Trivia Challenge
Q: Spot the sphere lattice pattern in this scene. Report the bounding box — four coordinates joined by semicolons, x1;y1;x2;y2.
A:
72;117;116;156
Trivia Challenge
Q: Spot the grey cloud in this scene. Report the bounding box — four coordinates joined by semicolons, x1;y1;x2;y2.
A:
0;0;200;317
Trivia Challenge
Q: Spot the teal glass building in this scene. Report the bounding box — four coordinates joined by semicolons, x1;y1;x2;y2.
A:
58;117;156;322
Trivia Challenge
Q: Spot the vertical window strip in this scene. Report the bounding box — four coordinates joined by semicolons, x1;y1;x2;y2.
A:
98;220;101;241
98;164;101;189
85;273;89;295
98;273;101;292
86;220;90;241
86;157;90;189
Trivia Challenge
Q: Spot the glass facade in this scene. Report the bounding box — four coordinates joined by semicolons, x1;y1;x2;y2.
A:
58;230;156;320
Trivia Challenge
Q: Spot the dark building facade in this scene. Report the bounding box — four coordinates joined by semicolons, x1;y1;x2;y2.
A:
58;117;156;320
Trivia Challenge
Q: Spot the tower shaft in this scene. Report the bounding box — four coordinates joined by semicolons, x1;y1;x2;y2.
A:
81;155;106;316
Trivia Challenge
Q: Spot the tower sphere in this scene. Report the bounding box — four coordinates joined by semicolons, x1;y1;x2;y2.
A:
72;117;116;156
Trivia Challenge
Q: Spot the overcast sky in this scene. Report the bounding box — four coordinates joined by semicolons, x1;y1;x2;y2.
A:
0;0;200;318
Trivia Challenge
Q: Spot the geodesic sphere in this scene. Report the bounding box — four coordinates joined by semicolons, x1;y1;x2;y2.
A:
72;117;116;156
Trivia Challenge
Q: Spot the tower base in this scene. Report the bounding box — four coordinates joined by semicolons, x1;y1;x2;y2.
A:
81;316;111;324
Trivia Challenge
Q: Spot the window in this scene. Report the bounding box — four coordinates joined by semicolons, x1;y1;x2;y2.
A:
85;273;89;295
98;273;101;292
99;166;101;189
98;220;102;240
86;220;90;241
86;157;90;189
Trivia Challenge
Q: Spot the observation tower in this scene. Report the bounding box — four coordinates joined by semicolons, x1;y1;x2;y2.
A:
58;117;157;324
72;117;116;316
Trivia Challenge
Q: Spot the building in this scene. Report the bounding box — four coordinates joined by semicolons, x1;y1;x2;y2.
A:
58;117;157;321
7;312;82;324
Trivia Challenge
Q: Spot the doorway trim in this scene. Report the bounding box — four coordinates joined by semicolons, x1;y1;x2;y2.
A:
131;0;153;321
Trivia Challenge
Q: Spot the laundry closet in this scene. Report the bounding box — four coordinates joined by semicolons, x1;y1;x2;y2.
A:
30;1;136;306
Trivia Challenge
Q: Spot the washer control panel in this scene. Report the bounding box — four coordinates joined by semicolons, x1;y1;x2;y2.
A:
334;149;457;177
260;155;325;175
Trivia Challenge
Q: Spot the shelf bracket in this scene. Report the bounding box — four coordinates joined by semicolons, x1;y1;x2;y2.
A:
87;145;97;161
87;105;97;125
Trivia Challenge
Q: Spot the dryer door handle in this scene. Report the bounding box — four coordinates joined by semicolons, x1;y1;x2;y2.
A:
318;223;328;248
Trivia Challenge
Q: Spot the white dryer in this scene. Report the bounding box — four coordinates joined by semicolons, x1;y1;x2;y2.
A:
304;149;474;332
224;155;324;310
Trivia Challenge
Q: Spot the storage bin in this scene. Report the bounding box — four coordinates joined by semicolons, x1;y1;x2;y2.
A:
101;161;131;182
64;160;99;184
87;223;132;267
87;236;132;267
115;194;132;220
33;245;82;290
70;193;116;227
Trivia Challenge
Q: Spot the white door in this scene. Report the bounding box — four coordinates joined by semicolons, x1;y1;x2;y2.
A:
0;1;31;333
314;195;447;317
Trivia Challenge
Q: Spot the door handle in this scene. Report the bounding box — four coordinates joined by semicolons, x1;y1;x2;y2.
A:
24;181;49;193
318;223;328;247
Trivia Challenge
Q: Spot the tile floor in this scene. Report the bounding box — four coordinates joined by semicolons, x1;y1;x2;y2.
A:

# # #

● **INSTRUCTIONS TO FOLLOW**
Render every line of the entries above as a Markdown table with the columns Number and Line, numbering the rows in order and leaving out blank lines.

● **REPLY**
| Number | Line |
|---|---|
| 1 | Trivia Challenge |
| 2 | Q: Spot the sphere lattice pattern in this scene. Report the bounding box — four coordinates joined by semicolons, x1;y1;x2;y2. |
| 3 | A: |
| 4 | 72;117;116;156 |
| 5 | Trivia Challenge |
| 6 | Q: Spot the grey cloud in this scene. Report the bounding box — four coordinates joined by semicolons, x1;y1;x2;y2. |
| 7 | A: |
| 8 | 0;0;200;317 |
| 9 | Trivia Challenge |
| 10 | Q: Spot the teal glass building in this scene. Report the bounding box — four coordinates joined by semicolons, x1;y1;x2;y2. |
| 11 | A: |
| 12 | 58;117;156;322 |
| 13 | Trivia Challenge |
| 14 | Q: Spot the vertical window strip in this scene. Report the bounding box — four coordinates joined by semicolons, x1;y1;x2;y2. |
| 15 | A: |
| 16 | 98;220;101;241 |
| 17 | 98;164;101;189 |
| 18 | 85;273;89;295 |
| 19 | 98;273;101;292 |
| 20 | 86;220;90;241 |
| 21 | 86;157;90;189 |
| 22 | Trivia Challenge |
| 23 | Q: Spot the glass facade in this scene. Report the bounding box — four coordinates joined by semicolons, x1;y1;x2;y2. |
| 24 | A: |
| 25 | 58;230;156;320 |
| 26 | Trivia Challenge |
| 27 | Q: Spot the dark building facade in this scene. Report the bounding box — four coordinates joined by semicolons, x1;y1;x2;y2. |
| 28 | A: |
| 29 | 58;117;156;320 |
| 30 | Trivia Challenge |
| 31 | Q: Spot the tower shaft in this scene. Report the bounding box — four coordinates joined by semicolons, x1;y1;x2;y2. |
| 32 | A: |
| 33 | 81;155;106;316 |
| 34 | Trivia Challenge |
| 35 | Q: Spot the tower sphere in this scene. Report the bounding box — four coordinates joined by semicolons, x1;y1;x2;y2. |
| 36 | A: |
| 37 | 72;117;116;156 |
| 38 | Trivia Challenge |
| 39 | Q: Spot the overcast sky in this scene. Report the bounding box — four coordinates joined by semicolons, x1;y1;x2;y2. |
| 40 | A: |
| 41 | 0;0;200;318 |
| 42 | Trivia Challenge |
| 43 | Q: Spot the geodesic sphere in this scene. Report the bounding box — four coordinates joined by semicolons, x1;y1;x2;y2. |
| 44 | A: |
| 45 | 72;117;116;156 |
| 46 | Trivia Challenge |
| 47 | Q: Spot the tower base in this scene. Report the bounding box — four coordinates joined by semicolons, x1;y1;x2;y2. |
| 48 | A: |
| 49 | 81;316;111;324 |
| 50 | Trivia Challenge |
| 51 | Q: Spot the window in this scene. Report the bounding box — four coordinates joined by semicolons, x1;y1;x2;y2. |
| 52 | A: |
| 53 | 85;273;89;295 |
| 54 | 98;273;101;292 |
| 55 | 99;166;101;189 |
| 56 | 98;220;102;240 |
| 57 | 86;220;90;241 |
| 58 | 86;157;90;189 |
| 59 | Trivia Challenge |
| 60 | Q: Spot the observation tower in this scene. Report the bounding box — four coordinates joined by semicolons, x1;y1;x2;y2. |
| 61 | A: |
| 62 | 58;117;157;324 |
| 63 | 72;117;116;316 |
| 64 | Trivia Challenge |
| 65 | Q: Spot the building in this scene. Report the bounding box — four coordinates joined by semicolons, x1;y1;x2;y2. |
| 66 | A: |
| 67 | 58;117;157;321 |
| 68 | 7;312;82;324 |
| 69 | Trivia Challenge |
| 70 | Q: Spot the doorway trim in this scene. Report the bounding box — four coordinates joined by semicolons, x1;y1;x2;y2. |
| 71 | A: |
| 72 | 131;0;153;321 |
| 73 | Trivia Challenge |
| 74 | Q: Spot the laundry closet in this scene. Report the bounding box — four coordinates joined by semicolons, x1;y1;x2;y2. |
| 75 | A: |
| 76 | 30;1;136;306 |
| 77 | Trivia Challenge |
| 78 | Q: Spot the washer control panel in this scene. Report the bounding box — four coordinates joined by semicolons, x1;y1;x2;y2. |
| 79 | A: |
| 80 | 334;149;457;177 |
| 81 | 260;155;325;175 |
| 82 | Trivia Challenge |
| 83 | Q: Spot the shelf bracket in this scene. Report the bounding box — four coordinates joined by semicolons, x1;y1;x2;y2. |
| 84 | A: |
| 85 | 87;145;97;161 |
| 86 | 87;105;97;125 |
| 87 | Trivia Challenge |
| 88 | Q: Spot the dryer door handle in this scene. Report the bounding box — four coordinates joined by semicolons, x1;y1;x2;y2. |
| 89 | A: |
| 90 | 318;223;328;248 |
| 91 | Trivia Challenge |
| 92 | Q: Spot the white dryer in this scene. Report the bounding box — four coordinates joined by semicolons, x1;y1;x2;y2. |
| 93 | A: |
| 94 | 304;149;474;332 |
| 95 | 224;155;324;310 |
| 96 | Trivia Challenge |
| 97 | Q: Spot the storage bin in this scene. Report the bounding box — four coordinates joined by semicolons, x1;y1;x2;y2. |
| 98 | A: |
| 99 | 101;161;131;182 |
| 100 | 64;160;99;184 |
| 101 | 87;223;132;267 |
| 102 | 87;236;132;267 |
| 103 | 115;194;132;220 |
| 104 | 33;245;82;290 |
| 105 | 70;193;116;227 |
| 106 | Trivia Challenge |
| 107 | Q: Spot the white door in this scene. Report the bounding box — four coordinates joined by semicolons, x1;y1;x2;y2. |
| 108 | A: |
| 109 | 0;1;31;333 |
| 110 | 314;195;447;317 |
| 111 | Trivia Challenge |
| 112 | Q: Spot the door handle in this scene. Report the bounding box — four coordinates joined by semicolons, x1;y1;x2;y2. |
| 113 | A: |
| 114 | 24;181;49;193 |
| 115 | 318;223;328;247 |
| 116 | Trivia Challenge |
| 117 | Q: Spot the tile floor in this scene. Report the bounding box — four coordinates joined by semicolons, x1;y1;x2;y2. |
| 118 | A: |